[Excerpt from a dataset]
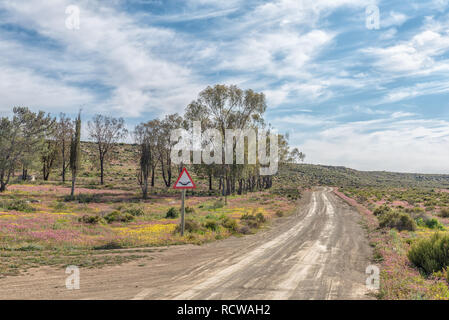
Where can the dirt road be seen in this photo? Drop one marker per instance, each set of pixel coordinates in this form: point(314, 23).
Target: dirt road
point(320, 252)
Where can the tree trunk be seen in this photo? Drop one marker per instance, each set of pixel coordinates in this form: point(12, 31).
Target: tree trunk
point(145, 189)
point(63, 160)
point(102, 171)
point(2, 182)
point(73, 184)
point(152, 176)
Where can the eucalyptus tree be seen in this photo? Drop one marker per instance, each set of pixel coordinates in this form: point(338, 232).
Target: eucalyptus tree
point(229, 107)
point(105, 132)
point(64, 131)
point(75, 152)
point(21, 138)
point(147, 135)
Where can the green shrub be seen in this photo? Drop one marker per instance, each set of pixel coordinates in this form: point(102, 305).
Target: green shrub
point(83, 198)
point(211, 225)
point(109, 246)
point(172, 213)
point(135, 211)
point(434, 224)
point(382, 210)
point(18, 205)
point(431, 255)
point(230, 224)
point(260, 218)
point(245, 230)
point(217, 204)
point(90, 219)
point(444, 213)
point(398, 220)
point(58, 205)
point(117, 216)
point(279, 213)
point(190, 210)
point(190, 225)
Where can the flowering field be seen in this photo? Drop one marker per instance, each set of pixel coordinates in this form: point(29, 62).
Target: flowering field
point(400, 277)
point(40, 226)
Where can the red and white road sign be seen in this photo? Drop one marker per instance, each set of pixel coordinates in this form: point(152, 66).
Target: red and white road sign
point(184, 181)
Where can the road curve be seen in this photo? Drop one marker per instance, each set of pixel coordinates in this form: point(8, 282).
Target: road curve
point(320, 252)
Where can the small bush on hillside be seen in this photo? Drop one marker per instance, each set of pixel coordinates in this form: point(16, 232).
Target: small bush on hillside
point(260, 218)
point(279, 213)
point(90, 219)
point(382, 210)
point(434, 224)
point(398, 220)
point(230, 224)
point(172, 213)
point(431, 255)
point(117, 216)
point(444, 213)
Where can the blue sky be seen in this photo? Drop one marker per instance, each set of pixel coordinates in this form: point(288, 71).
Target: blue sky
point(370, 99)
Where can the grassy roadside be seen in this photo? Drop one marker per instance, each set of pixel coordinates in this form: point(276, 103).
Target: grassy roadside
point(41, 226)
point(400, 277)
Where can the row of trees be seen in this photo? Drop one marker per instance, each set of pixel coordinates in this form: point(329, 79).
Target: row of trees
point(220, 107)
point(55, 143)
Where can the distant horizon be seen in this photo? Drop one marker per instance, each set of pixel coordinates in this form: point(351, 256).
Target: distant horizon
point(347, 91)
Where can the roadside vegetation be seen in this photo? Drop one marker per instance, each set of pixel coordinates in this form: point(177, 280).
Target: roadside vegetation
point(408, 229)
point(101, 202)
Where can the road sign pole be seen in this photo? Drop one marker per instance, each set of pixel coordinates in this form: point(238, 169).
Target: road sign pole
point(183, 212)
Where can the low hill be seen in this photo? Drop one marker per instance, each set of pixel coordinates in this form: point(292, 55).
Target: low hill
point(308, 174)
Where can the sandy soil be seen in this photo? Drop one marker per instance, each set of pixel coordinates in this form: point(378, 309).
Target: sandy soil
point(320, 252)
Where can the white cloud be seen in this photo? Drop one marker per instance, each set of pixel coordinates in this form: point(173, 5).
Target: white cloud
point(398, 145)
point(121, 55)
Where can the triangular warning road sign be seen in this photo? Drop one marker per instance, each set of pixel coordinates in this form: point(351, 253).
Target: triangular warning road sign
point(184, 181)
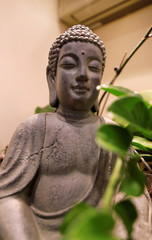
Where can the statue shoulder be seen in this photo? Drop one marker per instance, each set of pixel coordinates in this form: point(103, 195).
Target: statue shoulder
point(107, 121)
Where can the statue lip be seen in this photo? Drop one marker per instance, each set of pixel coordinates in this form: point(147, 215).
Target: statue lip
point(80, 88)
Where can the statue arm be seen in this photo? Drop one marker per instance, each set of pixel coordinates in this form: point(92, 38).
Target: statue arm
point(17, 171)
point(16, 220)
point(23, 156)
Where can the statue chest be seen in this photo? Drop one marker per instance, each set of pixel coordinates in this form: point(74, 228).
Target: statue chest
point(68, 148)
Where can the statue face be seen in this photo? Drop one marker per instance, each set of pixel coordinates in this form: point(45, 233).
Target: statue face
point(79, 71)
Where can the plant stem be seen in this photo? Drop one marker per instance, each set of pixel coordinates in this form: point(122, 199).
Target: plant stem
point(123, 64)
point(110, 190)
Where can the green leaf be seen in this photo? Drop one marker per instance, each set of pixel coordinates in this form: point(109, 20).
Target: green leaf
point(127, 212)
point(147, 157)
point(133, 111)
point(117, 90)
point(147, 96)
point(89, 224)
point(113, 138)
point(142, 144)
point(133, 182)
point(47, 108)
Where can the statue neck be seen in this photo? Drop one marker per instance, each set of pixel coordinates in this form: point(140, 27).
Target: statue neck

_Stated goal_
Could you write out all of the entries above word for word, omitting the pictures?

_Output below_
Where can the dirt road be seen in this photo? Drop one marker per instance, each set of pixel coordinates in this form: point(314, 23).
Target: dirt road
point(320, 252)
Where can the tree trunk be seen in this photo? Drop one marker per instance, each set of pixel coordinates in this form: point(12, 31).
Target: tree trunk
point(145, 189)
point(63, 160)
point(102, 171)
point(2, 182)
point(73, 184)
point(152, 176)
Where can the eucalyptus tree be seen in this photo? Drop one marker per instance, each set of pixel coordinates in this form: point(338, 232).
Target: eucalyptus tree
point(229, 107)
point(105, 132)
point(64, 131)
point(75, 152)
point(21, 138)
point(147, 135)
Where can the green shrub be seen in this photo? Drop one marker per instance, each set of pixel coordinates in this form: point(102, 305).
Target: green shrub
point(83, 198)
point(211, 225)
point(109, 246)
point(172, 213)
point(135, 211)
point(434, 224)
point(382, 210)
point(18, 205)
point(431, 255)
point(230, 224)
point(260, 218)
point(245, 230)
point(217, 204)
point(90, 219)
point(444, 213)
point(398, 220)
point(58, 205)
point(117, 216)
point(279, 213)
point(190, 210)
point(190, 225)
Where can the flowering field be seen in this photo? Drop one marker per instance, each set of pixel coordinates in this form: point(29, 62).
Target: flowering field
point(400, 277)
point(40, 226)
Where can the red and white road sign be seen in this photo? Drop one marker per instance, each set of pixel coordinates in this form: point(152, 66).
Target: red and white road sign
point(184, 181)
Where can the road curve be seen in this photo? Drop one marker per instance, each set of pixel coordinates in this form: point(8, 282).
Target: road curve
point(320, 252)
Where can the small bush on hillside be seen in this photo? Drop one marker per instance, each set of pixel coordinates in this form: point(16, 232).
Target: small bush on hillside
point(260, 218)
point(279, 213)
point(90, 219)
point(382, 210)
point(434, 224)
point(398, 220)
point(230, 224)
point(172, 213)
point(431, 255)
point(117, 216)
point(444, 213)
Where can the blue sky be seen in this photo? Drop one marker per instance, each set of pixel coordinates in this form: point(288, 71).
Target: blue sky
point(370, 99)
Where can the grassy roadside be seen in this photo? Drop one marker per instance, each set of pixel coordinates in this form: point(276, 103).
Target: grassy roadside
point(41, 226)
point(400, 277)
Where can the row of trees be seen in this photo? Drop one marker per instance, each set of pixel coordinates in this form: point(329, 79).
Target: row of trees
point(220, 107)
point(55, 143)
Where can the distant horizon be seen in this photo? Drop one marker per instance, each set of pixel coordinates in this form: point(351, 256).
Target: distant horizon
point(347, 91)
Where can the roadside vegetation be seen in this photo? Drop one marker per instance, each set of pixel coordinates in this form: point(177, 280).
Target: roadside vegetation
point(408, 229)
point(101, 202)
Where can the road sign pole be seen in this photo? Drop one marker per instance, each set of pixel coordinates in this form: point(238, 169).
Target: road sign pole
point(183, 212)
Where can the low hill be seen in this photo? Drop one marker per instance, each set of pixel coordinates in this form: point(292, 55).
Target: low hill
point(308, 174)
Where can the sandy soil be seen in this photo? Drop one marker per instance, each set of pixel coordinates in this form: point(378, 309).
Target: sandy soil
point(320, 252)
Where can the white cloud be seen in this photo? Drop one marker per instance, each set of pixel coordinates in this form: point(173, 5).
Target: white cloud
point(398, 145)
point(121, 55)
Where can the triangular warning road sign be seen in this photo? Drop one marker per instance, each set of pixel coordinates in this form: point(351, 253).
Target: triangular warning road sign
point(184, 181)
Where can the statue shoulder be seen in this photo? Drop one marker per instance, each set of pixel coordinates in this form: point(103, 195).
Target: statue shoulder
point(107, 121)
Where can the statue lip be seen in this photo? Drop one marker per instance, each set of pixel coordinates in this form: point(147, 215).
Target: statue lip
point(80, 88)
Where can the statue arm be seen in this photo? Drop one marker per instance, each set of pixel coordinates in this form: point(92, 38).
Target: statue arm
point(17, 171)
point(16, 220)
point(23, 156)
Where can the statue chest be seen in this photo? Drop one marker per instance, each set of pixel coordinates in this form: point(74, 228).
Target: statue chest
point(68, 148)
Where can the statue face be seen in this photo? Drop one marker per instance, each set of pixel coordinates in this form: point(45, 233).
Target: statue face
point(79, 71)
Where can the plant stem be seen in this photo? Drop one marker per instance, each set of pixel coordinates in this form: point(122, 199).
Target: plant stem
point(123, 64)
point(110, 190)
Where can the green leaf be seen in this photo? Drop one marker per instance, each set of pixel coordinates in this form: point(109, 20).
Target: green leaf
point(127, 212)
point(147, 157)
point(133, 111)
point(117, 90)
point(147, 96)
point(89, 224)
point(113, 138)
point(142, 144)
point(133, 182)
point(47, 108)
Where can the statue neck be seen in this photo? Drop one marker per instance, each set of pixel coordinates in this form: point(140, 27).
Target: statue neck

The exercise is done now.